原文抜粋:
* * * * * * *

第一は消費税、この問題は今申し上げたとおり。
総理自身もお認めになった。
それから第二は、
減税問題であります。
私たちは、これは後ほど触れますけれども、この
減税措置というのは、いわば今の
日本を構造的に立て直していくには、どうしても民間の力をエンカレッジする、古い言葉でありますが、昔は民力の涵養という言い方もありましたが、その民力の涵養をしていくという、これによって
日本の
経済を再建していくのだ。それには、言うならサプライサイド、担い手側のやる気をどうやって引き出すか、このことがこの
減税論の中でも、さっきからちょっと議論がありましたが、
法人税減税でやったり、これはさっきの話があった
日本の
産業空洞化と関係しているわけだけれども。
あるいは所得
減税についても、ただ単に今回やったような課税最低限引き上げ方式ということではなくて、税率構造そのものをちゃんと、やはり最高税率を半分以上取っちゃいけませんよ、泥棒でも山分けというのですからね。山分けというのはフィフティー・フィフティーだ。懲罰的な高い税率を持っていて公平だ公平だと言っていても世の中うまくいかない。
余談になりますが、サッチャーさんが
総理になられたときに、イギリスの最高税率、
所得税は九〇%だった。サッチャー
税制改正は三回ぐらいに分けて行われているけれども、
最初にやったのはその九〇%を六〇か六五に落とした。だけれども、そのときには税収は逆にふえたのですよね。だから、税率が高いということは、結果として、
租税回避行為とか、言うなら脱税インセンティブを働かせることになる。
租税というのは、やはりフェアな形でみんなが納める形というのは
考えておかなければいけない。
そんなこともあって、十八兆円
減税、当面十兆円だということで、我々は
所得税の半減をしますよということを言った。しかし、これは規模が大きくて世の中もびっくりして、何か選挙のために言ったのじゃないかというような反応もあった。残念ながら我々は勝利できませんでした。しかし、当時、恒久
減税論を真っ向から否定した方々も、今になると似たように大幅
減税を言い出していて、やはり小沢一郎率いた政党は正しいことを言っていたじゃないかという評価に今なってきた。今、
総理の方も、恒久
減税措置を今度の参議院選挙に向けて
政府税調で勉強してもらおうというところまで話は来ている。
実は昨年、三月であったと思います。二月から三月にかけて、恒久
減税ができないなら、せめて
特別減税の打ち切りはしないで継続だけでもしたらどうだといって、私たちは実際に法案を提出したのですよね。それは今
総理がお話しになったように、その法案も握りつぶされた、そして廃案になった。だけれども、結果的には、ことしの一月に
特別減税をやらざるを得ない
状況になってしまっている。このことも私は指摘をしておきたいと思います。これは今
総理が、お話があった。

* * * * * * *

作業内容:
- A) 減税をめぐる発言に出てくる税の名称を、すべて挙げてください。
- B) 次の(i)〜(iii)が減税をめぐる発言の内容と合うかどうかを「はい」か「いいえ」で答え、判断の根拠となる発言中の語句をそのまま引用してください。(i) サッチャー氏の最初の税制改正で最高税率を下げたとき、税収は減った。(ii) 特別減税の継続を求めて提出された法案は廃案になった。(iii) 発言者の側は所得税の半減を打ち出した。
- C) 減税をめぐる発言の続きを、最後の文の後から書き継いでください。
エントリは参照しなくてかまいません。

エントリ抜粋:
* * * * * * *

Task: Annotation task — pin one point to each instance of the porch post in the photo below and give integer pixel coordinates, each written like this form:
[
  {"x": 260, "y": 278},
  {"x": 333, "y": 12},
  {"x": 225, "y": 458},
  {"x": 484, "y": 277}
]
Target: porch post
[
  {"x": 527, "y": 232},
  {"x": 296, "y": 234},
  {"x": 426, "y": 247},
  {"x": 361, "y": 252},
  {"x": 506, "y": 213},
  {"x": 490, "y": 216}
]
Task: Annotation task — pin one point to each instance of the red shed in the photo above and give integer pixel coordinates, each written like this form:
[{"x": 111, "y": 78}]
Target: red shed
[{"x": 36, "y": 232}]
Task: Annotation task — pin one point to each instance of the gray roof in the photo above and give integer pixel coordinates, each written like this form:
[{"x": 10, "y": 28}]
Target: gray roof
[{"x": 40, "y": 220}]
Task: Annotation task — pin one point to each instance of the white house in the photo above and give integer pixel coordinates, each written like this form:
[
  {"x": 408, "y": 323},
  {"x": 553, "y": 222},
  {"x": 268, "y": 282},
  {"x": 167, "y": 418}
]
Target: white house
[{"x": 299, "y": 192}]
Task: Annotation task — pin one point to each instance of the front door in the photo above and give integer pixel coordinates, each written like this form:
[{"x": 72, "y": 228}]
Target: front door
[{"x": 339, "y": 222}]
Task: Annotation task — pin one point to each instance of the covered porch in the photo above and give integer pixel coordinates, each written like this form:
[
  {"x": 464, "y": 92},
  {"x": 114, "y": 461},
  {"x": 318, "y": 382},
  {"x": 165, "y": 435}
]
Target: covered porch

* * * * * * *

解答:
- A) 消費税、法人税、所得税

- B)
(i) いいえ。「そのときには税収は逆にふえたのですよね」
(ii) はい。「その法案も握りつぶされた、そして廃案になった」
(iii) はい。「我々は所得税の半減をしますよということを言った」

- C)
そしてもう一つ大事なことは、お触れがなかったのですが、不良債権処理問題なんです。
この不良債権処理問題について、これは私たちは二年前、いわゆる住専処理国会、その後、金融三法の
審議があった。そのときに、住専処理にだけかまけていてはだめだ、住専だけじゃない、それよりも大事なのは、
金融機関が破綻をするということは十分
考えられるのですから、その
金融機関が破綻したときにどうやって預金者に迷惑をかけないか。そのためには、公的資金を住専処理に使うのじゃなくて、
金融機関の破綻に公的資金を入れるべきであり、そしてそれを入れるときには、ただお金を入れるだけじゃなくて、経営責任等々の追及もしなければならない。そして同時に、債権回収を厳しく徹底してやらなければならぬのですから、ただ単に普通の行政機構ではこれはだめなんで、言うなら司法上の公権力というか、言うなら管財人的な、強制的なそういう回収の権能を持つような特別の不良債権処理
機関をつくるべきであるということを、二年前、住専国会で私たちは提案をした。
提案をしたのだけれども、とうとうそのときにはお聞き入れがいただけなくて、むしろ、いや、もう不良債権処理は、大体、信用組合は別として、銀行クラスは自分で処理能力があるんです、つぶしませんというような話で、とうとうその部分は伏せたままになってしまった。そしてずるずる日がたってきて、昨年今ごろ、当時
松永さんでなくて三塚さん、
大蔵大臣でおられて、不良債権の処理は順調に進んでおります、こういうことで胸を張られて、そして引き続いて、銀行はつぶしません、こういう話があった。
私たちは、そんな簡単な話じゃないよ、むしろ不良債権処理を早くやらないと早期是正
措置なり金融ビッグバンを控えていくと大変なことになりますよ、だからまず順序そのものを間違えているんじゃないですかということを、この二年間口をきわめて私は言ってきたつもりです。この国会でも何回もそのことを言ってきた。
だけれども、ようやくこれも、ことしのこの前の
経済対策で何か初めてそういう、この不良債権処理についての権能を、整理回収銀行かなんかをさらに強化してやっていこうという形になった。しかしこれも、私は、本当に
政策不況と言われるにふさわしい判断誤りであった、
政策選択を間違えた。我々の言うことにもう少し耳を傾けてくれて、言うなら政党間の与野党の対立的な枠組みだけで受けとめるんじゃなくて、まじめに我々が提案したことをしっかり受けとめておいてもらえばよかったのになという思いがあります。
それからいま一つ。財政構造改革法、これは午後から野党各党、それぞれ問題提起をしてきたとおりであります。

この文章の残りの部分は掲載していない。